▸ **RECORDS TO USE**
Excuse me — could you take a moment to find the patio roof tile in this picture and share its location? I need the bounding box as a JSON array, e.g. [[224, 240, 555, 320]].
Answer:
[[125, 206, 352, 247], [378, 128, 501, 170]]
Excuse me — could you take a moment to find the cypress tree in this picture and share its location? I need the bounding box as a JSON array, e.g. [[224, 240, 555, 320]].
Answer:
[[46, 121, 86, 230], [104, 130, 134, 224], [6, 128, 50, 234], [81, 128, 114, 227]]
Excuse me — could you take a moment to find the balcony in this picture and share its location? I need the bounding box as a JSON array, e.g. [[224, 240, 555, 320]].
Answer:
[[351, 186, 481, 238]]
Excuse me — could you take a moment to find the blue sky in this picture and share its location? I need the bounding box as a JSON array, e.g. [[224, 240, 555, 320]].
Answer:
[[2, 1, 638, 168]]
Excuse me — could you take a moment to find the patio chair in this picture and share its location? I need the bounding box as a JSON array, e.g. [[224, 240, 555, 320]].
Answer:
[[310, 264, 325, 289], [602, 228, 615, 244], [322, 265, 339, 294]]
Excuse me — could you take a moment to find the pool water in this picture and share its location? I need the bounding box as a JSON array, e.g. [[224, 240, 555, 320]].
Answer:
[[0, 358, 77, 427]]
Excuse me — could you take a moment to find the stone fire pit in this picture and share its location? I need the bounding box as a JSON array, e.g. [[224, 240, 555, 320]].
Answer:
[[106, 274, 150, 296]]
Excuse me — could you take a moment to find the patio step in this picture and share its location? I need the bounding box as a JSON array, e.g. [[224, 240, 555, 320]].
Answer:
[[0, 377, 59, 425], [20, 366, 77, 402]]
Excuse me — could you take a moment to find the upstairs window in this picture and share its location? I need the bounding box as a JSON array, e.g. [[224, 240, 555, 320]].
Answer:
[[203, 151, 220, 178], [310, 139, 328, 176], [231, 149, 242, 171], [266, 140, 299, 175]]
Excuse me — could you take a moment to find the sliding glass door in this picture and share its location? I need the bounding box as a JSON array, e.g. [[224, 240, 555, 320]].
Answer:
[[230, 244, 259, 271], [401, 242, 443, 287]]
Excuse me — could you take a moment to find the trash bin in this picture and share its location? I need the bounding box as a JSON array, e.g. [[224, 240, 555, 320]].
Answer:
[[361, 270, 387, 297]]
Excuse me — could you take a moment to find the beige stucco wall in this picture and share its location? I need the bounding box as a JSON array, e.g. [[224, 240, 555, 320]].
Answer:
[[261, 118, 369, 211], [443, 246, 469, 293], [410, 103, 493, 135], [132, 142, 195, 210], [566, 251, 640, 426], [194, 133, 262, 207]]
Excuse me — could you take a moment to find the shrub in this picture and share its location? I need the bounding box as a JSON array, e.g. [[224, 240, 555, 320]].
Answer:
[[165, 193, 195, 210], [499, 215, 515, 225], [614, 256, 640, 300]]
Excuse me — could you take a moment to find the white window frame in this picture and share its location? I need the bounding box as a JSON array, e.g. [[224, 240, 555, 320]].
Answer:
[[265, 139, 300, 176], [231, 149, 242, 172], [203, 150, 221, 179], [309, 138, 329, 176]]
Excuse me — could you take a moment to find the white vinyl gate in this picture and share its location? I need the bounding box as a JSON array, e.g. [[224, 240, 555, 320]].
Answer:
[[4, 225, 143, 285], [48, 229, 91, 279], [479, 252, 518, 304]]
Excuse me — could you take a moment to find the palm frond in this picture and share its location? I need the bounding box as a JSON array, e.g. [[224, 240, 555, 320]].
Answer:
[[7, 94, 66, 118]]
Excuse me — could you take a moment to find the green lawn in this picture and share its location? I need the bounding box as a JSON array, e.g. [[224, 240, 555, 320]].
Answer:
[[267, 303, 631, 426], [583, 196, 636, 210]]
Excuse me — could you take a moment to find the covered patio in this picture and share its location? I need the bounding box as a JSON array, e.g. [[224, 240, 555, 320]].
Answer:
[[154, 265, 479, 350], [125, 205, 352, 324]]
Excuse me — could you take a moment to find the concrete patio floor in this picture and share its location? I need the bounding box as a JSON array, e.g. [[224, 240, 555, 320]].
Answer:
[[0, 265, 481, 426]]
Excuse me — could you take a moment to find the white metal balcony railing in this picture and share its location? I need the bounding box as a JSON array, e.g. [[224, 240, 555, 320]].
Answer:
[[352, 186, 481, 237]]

▸ **PROMPT**
Look above for lines with the word "white" and copy them all.

▸ **RESPONSE AREA**
Excuse me — could you take a moment to find the white window frame in this picture and share its location? I need the bounding box as a JSON array, e.g. [[224, 240, 555, 320]].
Excuse me — could you take a moment to find the white vinyl gate in this picture and share its location? I need the bounding box as a JSON array, e.g. [[224, 240, 555, 320]].
Excuse me — could you take a moment to find the white metal balcony railing in this picture and share its location? I need the bounding box as a JSON array, e.g. [[224, 240, 555, 320]].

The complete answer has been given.